*PROBLEM REQUIREMENTS*.
Using the records below, copy out exactly the line that contains "tile accordingly, writing one line per instance." and every line that follows it, up to and including the last, and no others.

↓↓↓

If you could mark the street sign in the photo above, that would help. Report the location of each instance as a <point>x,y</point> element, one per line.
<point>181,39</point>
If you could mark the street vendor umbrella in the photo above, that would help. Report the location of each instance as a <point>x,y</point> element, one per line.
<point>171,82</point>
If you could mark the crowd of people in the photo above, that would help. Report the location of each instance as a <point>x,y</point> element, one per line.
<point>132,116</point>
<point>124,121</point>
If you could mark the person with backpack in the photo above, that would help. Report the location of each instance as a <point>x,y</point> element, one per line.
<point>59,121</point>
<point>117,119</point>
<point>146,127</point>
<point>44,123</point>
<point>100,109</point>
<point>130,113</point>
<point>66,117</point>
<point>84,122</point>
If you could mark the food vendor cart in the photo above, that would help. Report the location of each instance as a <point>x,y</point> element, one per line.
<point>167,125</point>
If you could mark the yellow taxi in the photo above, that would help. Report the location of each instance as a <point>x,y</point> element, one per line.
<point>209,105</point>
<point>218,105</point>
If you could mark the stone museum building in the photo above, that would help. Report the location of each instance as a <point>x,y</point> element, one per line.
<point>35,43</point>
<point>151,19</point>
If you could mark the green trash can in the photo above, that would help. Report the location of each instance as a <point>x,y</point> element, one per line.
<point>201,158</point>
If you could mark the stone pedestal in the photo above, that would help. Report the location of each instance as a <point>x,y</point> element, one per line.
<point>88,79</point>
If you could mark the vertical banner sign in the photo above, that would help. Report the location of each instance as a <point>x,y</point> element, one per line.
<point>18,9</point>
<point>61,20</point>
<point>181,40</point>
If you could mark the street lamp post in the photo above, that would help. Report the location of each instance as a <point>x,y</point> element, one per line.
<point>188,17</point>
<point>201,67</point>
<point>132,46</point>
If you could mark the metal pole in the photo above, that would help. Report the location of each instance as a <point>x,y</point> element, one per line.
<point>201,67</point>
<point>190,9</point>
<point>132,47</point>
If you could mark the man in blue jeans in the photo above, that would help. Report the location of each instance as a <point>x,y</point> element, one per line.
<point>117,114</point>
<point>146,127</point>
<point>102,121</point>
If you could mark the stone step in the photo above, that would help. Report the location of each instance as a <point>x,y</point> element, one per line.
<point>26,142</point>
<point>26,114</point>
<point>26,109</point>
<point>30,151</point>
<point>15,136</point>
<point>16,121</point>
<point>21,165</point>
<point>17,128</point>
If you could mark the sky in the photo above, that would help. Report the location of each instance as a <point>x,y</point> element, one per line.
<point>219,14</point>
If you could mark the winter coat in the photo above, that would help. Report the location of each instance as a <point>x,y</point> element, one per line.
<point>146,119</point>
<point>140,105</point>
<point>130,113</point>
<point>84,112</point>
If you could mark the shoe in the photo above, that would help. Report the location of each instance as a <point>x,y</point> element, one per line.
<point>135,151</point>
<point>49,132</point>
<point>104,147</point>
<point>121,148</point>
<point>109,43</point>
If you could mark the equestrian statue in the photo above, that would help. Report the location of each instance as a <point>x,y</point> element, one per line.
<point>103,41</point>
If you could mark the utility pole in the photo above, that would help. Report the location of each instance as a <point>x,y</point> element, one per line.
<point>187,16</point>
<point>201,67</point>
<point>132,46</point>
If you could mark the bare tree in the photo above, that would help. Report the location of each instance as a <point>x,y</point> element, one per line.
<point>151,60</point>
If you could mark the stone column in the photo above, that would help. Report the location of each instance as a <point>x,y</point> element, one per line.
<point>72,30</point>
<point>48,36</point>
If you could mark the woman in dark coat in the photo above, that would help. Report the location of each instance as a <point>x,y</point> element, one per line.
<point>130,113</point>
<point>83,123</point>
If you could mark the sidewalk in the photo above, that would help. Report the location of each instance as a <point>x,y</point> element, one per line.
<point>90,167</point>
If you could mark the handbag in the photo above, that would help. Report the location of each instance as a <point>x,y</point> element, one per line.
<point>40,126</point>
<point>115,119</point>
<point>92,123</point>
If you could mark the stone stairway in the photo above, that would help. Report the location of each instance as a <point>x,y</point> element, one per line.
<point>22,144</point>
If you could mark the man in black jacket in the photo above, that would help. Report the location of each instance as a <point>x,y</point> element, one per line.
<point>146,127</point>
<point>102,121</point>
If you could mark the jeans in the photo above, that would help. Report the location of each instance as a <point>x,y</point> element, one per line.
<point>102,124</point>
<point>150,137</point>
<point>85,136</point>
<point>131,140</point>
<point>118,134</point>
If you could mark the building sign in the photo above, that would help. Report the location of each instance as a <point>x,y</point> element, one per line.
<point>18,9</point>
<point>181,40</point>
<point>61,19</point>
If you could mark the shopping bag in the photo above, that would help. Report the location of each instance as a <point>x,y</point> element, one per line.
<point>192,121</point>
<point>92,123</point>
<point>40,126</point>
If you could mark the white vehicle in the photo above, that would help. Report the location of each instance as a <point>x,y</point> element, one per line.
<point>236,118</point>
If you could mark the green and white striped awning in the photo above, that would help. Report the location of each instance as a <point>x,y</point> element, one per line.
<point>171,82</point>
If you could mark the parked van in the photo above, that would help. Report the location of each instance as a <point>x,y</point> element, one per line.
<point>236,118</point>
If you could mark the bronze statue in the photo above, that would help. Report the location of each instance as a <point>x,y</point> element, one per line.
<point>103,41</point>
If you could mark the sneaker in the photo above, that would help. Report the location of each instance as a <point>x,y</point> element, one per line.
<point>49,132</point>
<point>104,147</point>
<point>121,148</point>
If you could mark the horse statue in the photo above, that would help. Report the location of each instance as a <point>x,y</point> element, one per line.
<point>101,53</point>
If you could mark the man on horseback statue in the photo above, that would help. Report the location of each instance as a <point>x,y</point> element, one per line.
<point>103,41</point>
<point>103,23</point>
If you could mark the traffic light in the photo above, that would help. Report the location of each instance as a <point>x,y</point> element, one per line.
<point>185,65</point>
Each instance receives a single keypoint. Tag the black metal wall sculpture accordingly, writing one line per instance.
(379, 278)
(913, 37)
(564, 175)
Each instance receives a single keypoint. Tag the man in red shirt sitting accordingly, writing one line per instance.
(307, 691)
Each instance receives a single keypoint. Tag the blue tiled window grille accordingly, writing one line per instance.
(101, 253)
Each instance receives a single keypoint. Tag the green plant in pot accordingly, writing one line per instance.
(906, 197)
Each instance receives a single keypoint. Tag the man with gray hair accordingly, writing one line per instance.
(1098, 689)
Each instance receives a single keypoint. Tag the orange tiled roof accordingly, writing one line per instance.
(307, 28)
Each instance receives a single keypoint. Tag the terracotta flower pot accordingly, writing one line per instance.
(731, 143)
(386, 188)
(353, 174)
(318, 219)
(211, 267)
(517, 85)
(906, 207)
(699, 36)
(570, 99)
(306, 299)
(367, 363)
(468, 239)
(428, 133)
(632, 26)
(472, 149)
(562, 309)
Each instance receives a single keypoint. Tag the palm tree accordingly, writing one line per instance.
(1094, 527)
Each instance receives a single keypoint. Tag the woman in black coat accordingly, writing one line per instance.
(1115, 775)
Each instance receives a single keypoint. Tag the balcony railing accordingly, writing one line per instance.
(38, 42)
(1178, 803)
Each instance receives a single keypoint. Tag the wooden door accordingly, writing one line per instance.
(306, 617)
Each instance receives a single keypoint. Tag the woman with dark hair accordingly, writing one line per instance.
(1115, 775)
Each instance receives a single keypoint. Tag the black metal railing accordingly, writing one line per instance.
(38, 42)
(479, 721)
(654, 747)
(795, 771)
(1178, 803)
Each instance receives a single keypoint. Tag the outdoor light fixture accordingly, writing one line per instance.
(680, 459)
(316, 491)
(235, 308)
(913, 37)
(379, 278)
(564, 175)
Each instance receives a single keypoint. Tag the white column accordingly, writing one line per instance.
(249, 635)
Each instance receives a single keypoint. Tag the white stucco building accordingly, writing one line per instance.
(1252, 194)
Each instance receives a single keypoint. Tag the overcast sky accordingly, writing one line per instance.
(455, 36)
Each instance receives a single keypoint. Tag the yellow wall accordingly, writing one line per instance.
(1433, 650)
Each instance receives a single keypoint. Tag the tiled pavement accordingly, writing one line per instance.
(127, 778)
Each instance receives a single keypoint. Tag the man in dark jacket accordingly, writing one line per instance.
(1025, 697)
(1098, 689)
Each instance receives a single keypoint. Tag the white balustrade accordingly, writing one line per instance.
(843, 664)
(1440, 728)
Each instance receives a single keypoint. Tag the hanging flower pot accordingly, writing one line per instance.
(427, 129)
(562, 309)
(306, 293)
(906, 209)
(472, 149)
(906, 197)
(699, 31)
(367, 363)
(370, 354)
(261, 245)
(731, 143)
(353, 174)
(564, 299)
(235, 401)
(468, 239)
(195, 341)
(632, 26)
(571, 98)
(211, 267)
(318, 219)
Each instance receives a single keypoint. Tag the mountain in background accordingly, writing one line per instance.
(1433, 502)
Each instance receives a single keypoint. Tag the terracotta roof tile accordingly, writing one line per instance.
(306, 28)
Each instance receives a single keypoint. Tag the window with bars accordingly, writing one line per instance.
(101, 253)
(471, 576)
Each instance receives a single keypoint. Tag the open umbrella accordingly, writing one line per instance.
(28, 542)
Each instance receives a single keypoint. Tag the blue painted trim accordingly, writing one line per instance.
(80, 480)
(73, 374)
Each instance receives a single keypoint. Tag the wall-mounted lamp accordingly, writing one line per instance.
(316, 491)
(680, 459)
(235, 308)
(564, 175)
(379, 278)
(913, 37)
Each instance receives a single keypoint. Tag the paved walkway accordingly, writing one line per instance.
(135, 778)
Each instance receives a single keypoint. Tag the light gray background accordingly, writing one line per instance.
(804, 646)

↑↑↑

*COMPLETE OUTPUT*.
Each instance receives a single keypoint. Tag the terracotta roof tile accordingly, writing one line per instance.
(306, 28)
Each instance receives a single keypoint. Tag the window with bars accordingly, writing one line per instance.
(101, 253)
(471, 576)
Each instance receives a single keypoint. Tag the open umbrella accordingly, writing one line per instance.
(28, 542)
Each instance receives a single keypoint. Tag the blue painted trim accordingly, writing one line per instance.
(80, 480)
(73, 374)
Each instance receives a single keypoint. Tag the wall-mounted lamp accordingly, writing one line per instance.
(316, 491)
(680, 459)
(235, 308)
(564, 175)
(379, 278)
(913, 37)
Each instance receives a single keypoint. Tag the paved walkway accordingly, writing one line per instance.
(135, 778)
Each instance receives a single keypoint. Tag the light gray background accordingly, writing one line per instance.
(804, 646)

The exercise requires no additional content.